(DIRECTIONS FOR THIS TASK): Copy out the lines of the material verbatim, from the line containing "Quality assurance step: we expect the white" through the line containing "58;145;89;159", including both of those lines.

==== SUPPLIED MATERIAL

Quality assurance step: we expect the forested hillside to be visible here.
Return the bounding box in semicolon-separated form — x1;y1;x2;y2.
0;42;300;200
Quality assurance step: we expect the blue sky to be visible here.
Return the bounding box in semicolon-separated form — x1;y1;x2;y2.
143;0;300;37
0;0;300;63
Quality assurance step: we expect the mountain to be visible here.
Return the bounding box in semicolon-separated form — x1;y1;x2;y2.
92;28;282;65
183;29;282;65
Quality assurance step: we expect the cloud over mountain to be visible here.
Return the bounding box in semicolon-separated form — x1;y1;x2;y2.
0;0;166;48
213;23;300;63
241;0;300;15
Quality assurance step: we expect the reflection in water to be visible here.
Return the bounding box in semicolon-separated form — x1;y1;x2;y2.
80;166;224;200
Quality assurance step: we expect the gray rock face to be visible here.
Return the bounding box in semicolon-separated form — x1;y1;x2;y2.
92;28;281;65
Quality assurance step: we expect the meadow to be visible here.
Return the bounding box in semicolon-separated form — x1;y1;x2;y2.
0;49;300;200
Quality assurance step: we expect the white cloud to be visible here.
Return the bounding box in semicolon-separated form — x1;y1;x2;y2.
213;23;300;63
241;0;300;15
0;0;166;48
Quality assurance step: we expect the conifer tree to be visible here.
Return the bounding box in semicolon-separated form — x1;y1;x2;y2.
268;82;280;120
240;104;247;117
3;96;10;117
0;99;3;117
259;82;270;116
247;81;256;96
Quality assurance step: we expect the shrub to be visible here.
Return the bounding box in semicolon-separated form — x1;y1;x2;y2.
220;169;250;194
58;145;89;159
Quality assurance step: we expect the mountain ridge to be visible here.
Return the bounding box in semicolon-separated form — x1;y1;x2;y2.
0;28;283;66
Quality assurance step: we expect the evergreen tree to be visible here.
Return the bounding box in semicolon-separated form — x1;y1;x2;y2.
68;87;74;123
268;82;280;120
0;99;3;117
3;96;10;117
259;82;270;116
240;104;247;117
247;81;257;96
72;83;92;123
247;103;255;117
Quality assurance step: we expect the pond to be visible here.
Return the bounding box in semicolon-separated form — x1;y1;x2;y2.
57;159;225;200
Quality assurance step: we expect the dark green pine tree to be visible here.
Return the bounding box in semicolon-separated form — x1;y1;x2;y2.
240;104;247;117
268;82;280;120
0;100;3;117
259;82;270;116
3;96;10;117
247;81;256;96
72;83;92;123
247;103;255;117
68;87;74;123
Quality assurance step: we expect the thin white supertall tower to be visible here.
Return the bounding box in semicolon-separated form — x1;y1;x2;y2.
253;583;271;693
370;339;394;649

========

(EXPECTED ANSWER):
Quality assurance step: we expect the white cloud to be visible here.
Return the bounding box in semicolon-separated form — x1;y1;x2;y2.
213;23;300;63
241;0;300;15
0;0;166;48
Quality assurance step: we expect the conifer tree to be visible here.
Return the bounding box in semicolon-separated form — x1;y1;x2;y2.
268;82;280;120
240;104;247;117
3;96;10;117
0;99;3;117
259;82;270;116
247;81;256;96
Quality assurance step: we expect the shrub to be visible here.
Return the bounding box in semicolon-separated form — x1;y1;x2;y2.
220;169;250;194
58;145;89;159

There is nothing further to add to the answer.